◆ **Work task 1**
How much were donations to United Way of the Bluegrass down this year, according to the news story about its funding cuts?
◆ **Work task 2**
Continue the news story about United Way of the Bluegrass cutting funding, starting right after its last sentence.

◆ **Given passage**
☆ ☆ ☆ ☆ ☆ ☆ ☆
United Way of the Bluegrass cuts outside funding

kward1@herald-leader.comJune 20, 2014 

Runners made their first lap of the runway during the United Way 5K on the Runway at Blue Grass Airport in Lexington, Ky., on June 15, 2013. Photo by Pablo Alcala | Staff


United Way of the Bluegrass is decreasing funding to some of the organizations it supports because giving is down this year.

Bill Farmer, president of United Way of the Bluegrass, said donations were down about 15 percent — about $800,000 less than last year. The yearlong giving campaign that just concluded generated about $4 million, he said. United Way finished 2011 with revenue of $5.3 million and 2012 with $4.9 million. Charitable giving has dropped and is competitive, Farmer said.

Farmer attributes the decrease in revenue to a "soft economy" and the fact that people have more options for giving.

While there was no across-the-board reduction in funding to United Way's partner agencies, Farmer said most of the 80 Central Kentucky agencies that receive funding from United Way saw a decrease, some of up to $50,000.

"We tried to be as fair and equitable as possible in trying to minimize the fallout," he said. "Volunteers evaluate all of the programs and try to make the best decisions possible, and most of the time those are very tough decisions to make."

The organizations were notified of their funding levels for the coming fiscal year late last week.
☆ ☆ ☆ ☆ ☆ ☆ ☆
◆ **Information given**
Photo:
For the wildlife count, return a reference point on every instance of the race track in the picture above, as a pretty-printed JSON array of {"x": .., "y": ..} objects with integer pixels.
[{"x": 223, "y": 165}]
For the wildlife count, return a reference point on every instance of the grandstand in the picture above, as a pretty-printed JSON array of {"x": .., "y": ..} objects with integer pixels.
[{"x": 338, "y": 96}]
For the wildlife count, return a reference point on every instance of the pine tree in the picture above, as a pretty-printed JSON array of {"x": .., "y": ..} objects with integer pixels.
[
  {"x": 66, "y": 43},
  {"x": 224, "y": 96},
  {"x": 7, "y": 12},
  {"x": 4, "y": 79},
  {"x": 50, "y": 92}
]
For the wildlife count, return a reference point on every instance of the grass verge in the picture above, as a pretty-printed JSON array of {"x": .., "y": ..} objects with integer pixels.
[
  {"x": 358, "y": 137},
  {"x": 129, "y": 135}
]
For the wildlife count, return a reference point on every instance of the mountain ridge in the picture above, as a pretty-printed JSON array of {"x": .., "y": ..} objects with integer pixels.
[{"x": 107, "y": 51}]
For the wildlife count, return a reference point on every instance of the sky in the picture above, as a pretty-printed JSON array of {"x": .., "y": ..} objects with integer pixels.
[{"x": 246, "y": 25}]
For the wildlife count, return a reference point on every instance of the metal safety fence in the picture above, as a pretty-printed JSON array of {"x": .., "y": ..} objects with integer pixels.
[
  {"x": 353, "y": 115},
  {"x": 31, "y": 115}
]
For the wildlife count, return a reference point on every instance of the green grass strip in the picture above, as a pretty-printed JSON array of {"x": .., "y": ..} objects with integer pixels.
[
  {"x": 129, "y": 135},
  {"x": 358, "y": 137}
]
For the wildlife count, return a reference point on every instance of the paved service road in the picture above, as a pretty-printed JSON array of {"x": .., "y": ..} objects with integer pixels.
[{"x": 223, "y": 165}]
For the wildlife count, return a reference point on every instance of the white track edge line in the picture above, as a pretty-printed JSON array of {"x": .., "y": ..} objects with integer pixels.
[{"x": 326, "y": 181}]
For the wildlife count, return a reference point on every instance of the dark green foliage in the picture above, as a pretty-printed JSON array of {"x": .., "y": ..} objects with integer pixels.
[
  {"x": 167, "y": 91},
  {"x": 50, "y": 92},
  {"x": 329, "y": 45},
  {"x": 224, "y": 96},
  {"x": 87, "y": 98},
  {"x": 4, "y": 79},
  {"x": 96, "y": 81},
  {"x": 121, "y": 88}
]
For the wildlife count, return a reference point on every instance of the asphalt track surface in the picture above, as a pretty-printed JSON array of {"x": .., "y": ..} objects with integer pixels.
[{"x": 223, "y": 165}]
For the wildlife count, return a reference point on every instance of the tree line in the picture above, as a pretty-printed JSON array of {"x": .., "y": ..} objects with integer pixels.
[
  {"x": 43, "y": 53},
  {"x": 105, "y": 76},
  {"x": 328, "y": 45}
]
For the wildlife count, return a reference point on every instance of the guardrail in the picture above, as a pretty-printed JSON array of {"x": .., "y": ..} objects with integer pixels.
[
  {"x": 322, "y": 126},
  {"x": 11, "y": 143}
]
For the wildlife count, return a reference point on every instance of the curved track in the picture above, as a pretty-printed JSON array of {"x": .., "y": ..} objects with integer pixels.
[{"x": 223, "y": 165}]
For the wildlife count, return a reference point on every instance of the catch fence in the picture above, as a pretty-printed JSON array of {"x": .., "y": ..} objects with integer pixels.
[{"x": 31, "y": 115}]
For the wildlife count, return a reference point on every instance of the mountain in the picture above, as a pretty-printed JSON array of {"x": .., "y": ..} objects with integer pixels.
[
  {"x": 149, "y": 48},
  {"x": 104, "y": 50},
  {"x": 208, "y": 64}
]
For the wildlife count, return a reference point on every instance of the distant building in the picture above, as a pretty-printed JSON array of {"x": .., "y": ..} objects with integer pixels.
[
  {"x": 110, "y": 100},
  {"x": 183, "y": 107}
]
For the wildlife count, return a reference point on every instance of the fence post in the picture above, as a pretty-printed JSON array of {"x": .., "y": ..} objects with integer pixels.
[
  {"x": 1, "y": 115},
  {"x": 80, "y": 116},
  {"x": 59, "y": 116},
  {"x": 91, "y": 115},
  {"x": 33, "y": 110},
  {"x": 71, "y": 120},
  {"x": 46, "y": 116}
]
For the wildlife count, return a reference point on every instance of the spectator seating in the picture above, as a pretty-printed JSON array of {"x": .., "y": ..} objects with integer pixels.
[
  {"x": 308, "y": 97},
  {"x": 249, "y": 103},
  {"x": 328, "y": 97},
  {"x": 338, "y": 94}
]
☆ ☆ ☆ ☆ ☆ ☆ ☆
◆ **Response box 1**
About 15 percent, roughly $800,000 less than last year.

◆ **Response box 2**
Agencies can appeal their funding levels, and a volunteer committee is scheduled to hear those appeals July 15, Farmer said. No appeals had been received this week, he said.

Even though their United Way support is diminished, Farmer said some agencies might have more funding coming from other sources, such as local government or their own fundraising.

Because United Way relaxed its policies about three years ago, Farmer said partnering agencies now have more opportunities to do fundraising on their own throughout the year, and some agencies are running giving campaigns at the same time United Way does its big push.

Previously, he said, the organizations would have had to ask permission to do fundraising during United Way's biggest fundraising period.

Farmer said United Way will "try to rebuild" its giving levels over the next year.

Ralph Coldiron, president and CEO of Big Brothers Big Sisters of the Bluegrass, declined to comment on the funding cuts. Big Brothers Big Sisters of the Bluegrass received 18 percent of its funding from United Way last year and is recovering from nearly having to close a few years ago because of financial problems.

The Children's Advocacy Center, located on the outskirts of downtown on North Ashland Avenue, will have its funding reduced by 35 percent. That funding typically supports the center's on-site medical clinic, "which provides no-cost physical and mental health exams to child victims of sexual abuse," said Executive Director Andrew Oliver.

"There's no question we'll feel the impact of these cuts, especially as we receive record requests for exams," he said. "For 20 years, we have relied on the generous support of our friends and neighbors in Central Kentucky."

United Way distributes 76 percent of its total revenue to partnering and community impact work that is done internally to help positively benefit the community, Farmer said. Other funds are allocated to pledge losses — money the organization thinks it will receive, but doesn't. And 18 percent of the revenue goes toward fundraising and operating cost.

At its peak, United Way had a revenue stream of $7.7 million, after acquiring a federal grant. But grants are difficult to get, Farmer said. Much of the donations are supported by payroll deductions, corporate gifts and fundraisers.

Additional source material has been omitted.